### Job
Count how many lines in the items below contain the string "stem", treating uppercase and lowercase as different, and give only the number.

Records excerpted from a collection
|---|
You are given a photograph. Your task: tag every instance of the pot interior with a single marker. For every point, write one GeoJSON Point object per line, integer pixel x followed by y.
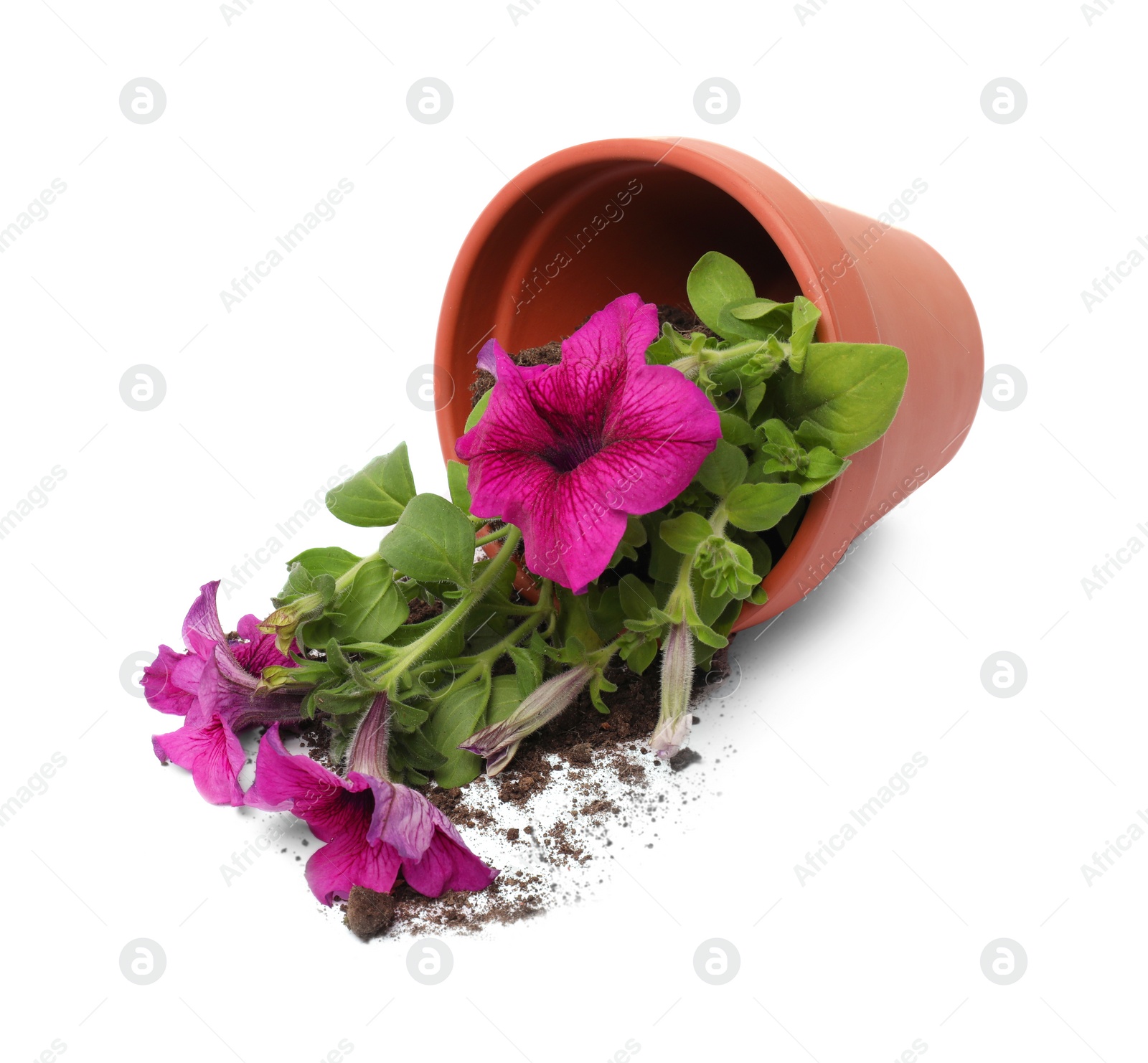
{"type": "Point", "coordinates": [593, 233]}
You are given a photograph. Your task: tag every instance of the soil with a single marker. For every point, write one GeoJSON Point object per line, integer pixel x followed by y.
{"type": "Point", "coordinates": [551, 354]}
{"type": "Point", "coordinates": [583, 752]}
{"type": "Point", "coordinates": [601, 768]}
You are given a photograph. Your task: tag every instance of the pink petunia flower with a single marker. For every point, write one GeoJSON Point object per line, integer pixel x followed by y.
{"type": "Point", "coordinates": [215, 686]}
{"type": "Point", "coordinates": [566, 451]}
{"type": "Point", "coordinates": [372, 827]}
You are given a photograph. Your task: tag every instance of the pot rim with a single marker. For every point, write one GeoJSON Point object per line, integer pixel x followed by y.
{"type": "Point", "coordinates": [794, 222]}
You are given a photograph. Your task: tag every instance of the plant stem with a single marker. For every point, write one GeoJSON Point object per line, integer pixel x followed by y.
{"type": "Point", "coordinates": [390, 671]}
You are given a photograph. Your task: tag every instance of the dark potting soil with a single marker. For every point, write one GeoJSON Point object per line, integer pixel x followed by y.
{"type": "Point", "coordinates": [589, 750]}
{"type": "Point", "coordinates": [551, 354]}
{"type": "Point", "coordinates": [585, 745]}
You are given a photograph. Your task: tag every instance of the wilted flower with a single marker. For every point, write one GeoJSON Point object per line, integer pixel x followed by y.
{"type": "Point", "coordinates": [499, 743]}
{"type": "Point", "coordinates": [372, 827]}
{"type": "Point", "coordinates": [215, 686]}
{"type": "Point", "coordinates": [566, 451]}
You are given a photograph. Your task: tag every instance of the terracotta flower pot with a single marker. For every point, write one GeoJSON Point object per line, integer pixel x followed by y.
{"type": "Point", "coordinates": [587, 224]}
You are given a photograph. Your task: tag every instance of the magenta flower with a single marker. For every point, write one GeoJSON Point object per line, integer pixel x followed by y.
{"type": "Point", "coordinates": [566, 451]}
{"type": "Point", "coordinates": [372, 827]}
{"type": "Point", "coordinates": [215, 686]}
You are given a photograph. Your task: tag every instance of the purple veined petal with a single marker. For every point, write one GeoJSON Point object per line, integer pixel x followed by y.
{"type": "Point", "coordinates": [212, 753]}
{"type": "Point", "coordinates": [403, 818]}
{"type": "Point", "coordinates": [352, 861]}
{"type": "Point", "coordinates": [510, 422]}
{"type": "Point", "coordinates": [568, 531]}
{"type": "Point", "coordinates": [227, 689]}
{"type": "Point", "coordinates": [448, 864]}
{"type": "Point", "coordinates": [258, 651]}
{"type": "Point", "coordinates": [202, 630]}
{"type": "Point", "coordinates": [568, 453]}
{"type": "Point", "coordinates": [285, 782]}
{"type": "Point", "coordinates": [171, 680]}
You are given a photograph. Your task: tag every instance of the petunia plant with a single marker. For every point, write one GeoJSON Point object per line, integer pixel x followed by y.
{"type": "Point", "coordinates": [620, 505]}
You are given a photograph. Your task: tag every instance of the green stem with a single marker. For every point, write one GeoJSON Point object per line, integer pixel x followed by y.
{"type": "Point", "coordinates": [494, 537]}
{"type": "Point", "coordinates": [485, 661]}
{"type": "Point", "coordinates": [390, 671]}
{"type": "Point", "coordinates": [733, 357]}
|---|
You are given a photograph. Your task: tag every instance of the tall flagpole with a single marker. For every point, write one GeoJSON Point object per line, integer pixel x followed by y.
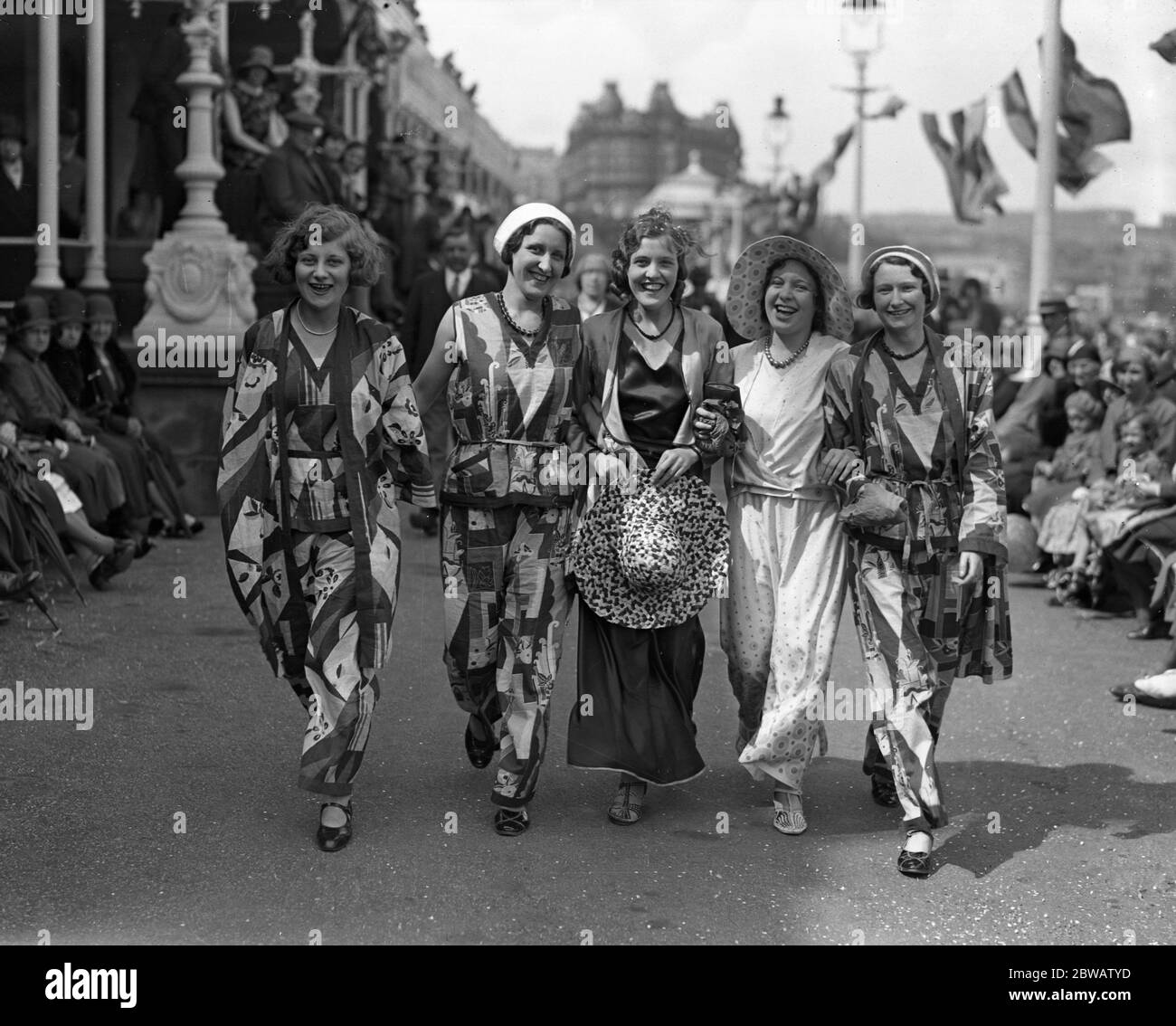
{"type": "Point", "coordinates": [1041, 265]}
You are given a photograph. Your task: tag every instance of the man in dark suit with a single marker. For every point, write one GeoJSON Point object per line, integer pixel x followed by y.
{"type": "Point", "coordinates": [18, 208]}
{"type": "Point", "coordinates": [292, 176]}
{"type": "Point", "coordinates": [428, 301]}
|---|
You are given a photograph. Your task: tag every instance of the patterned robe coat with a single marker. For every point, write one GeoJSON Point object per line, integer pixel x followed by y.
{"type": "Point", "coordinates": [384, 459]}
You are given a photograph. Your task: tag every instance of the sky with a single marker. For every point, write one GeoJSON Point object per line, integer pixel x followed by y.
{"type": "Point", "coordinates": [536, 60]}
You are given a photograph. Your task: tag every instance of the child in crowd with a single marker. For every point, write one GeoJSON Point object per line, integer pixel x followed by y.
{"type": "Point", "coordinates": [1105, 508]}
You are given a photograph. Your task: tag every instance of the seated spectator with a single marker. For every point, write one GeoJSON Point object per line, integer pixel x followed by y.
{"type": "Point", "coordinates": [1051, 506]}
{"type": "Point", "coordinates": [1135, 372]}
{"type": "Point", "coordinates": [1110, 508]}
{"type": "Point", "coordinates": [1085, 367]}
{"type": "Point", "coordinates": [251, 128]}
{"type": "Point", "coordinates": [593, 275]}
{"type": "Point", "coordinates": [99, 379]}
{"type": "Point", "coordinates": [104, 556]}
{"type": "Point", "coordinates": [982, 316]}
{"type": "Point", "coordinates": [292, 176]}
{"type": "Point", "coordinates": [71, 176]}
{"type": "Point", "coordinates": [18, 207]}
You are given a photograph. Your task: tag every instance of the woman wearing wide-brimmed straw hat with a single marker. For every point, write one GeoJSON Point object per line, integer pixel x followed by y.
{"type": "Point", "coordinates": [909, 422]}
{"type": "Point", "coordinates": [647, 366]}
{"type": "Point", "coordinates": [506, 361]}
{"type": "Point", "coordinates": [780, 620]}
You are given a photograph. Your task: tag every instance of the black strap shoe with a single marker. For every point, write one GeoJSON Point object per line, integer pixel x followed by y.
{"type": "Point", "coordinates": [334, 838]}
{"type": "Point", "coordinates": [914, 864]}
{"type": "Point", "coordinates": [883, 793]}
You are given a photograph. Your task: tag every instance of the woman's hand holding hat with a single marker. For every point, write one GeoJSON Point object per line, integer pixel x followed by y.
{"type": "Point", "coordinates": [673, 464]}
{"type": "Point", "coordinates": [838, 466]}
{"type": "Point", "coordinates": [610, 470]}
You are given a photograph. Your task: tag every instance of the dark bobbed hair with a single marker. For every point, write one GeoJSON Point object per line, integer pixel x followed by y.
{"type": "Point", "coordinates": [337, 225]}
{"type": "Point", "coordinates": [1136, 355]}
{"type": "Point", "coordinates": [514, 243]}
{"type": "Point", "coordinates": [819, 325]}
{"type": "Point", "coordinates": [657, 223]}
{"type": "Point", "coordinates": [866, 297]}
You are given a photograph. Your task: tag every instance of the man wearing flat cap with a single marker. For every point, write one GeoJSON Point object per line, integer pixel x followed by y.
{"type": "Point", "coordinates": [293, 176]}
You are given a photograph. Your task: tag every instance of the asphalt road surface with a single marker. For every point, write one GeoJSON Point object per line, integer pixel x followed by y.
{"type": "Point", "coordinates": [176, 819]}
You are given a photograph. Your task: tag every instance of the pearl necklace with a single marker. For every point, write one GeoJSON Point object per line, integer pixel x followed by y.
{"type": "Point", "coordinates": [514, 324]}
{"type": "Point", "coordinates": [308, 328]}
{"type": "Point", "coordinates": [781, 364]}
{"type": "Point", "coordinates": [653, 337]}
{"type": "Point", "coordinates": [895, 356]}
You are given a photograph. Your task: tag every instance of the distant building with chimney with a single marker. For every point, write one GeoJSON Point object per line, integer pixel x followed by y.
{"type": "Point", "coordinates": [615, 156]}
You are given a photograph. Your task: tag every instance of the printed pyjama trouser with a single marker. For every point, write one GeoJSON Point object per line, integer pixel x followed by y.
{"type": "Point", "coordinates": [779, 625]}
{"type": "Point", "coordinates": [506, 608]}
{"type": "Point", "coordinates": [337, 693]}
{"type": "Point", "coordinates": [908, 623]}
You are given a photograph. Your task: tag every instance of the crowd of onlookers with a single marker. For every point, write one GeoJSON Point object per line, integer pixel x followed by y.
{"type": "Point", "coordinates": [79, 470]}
|---|
### Complete output
2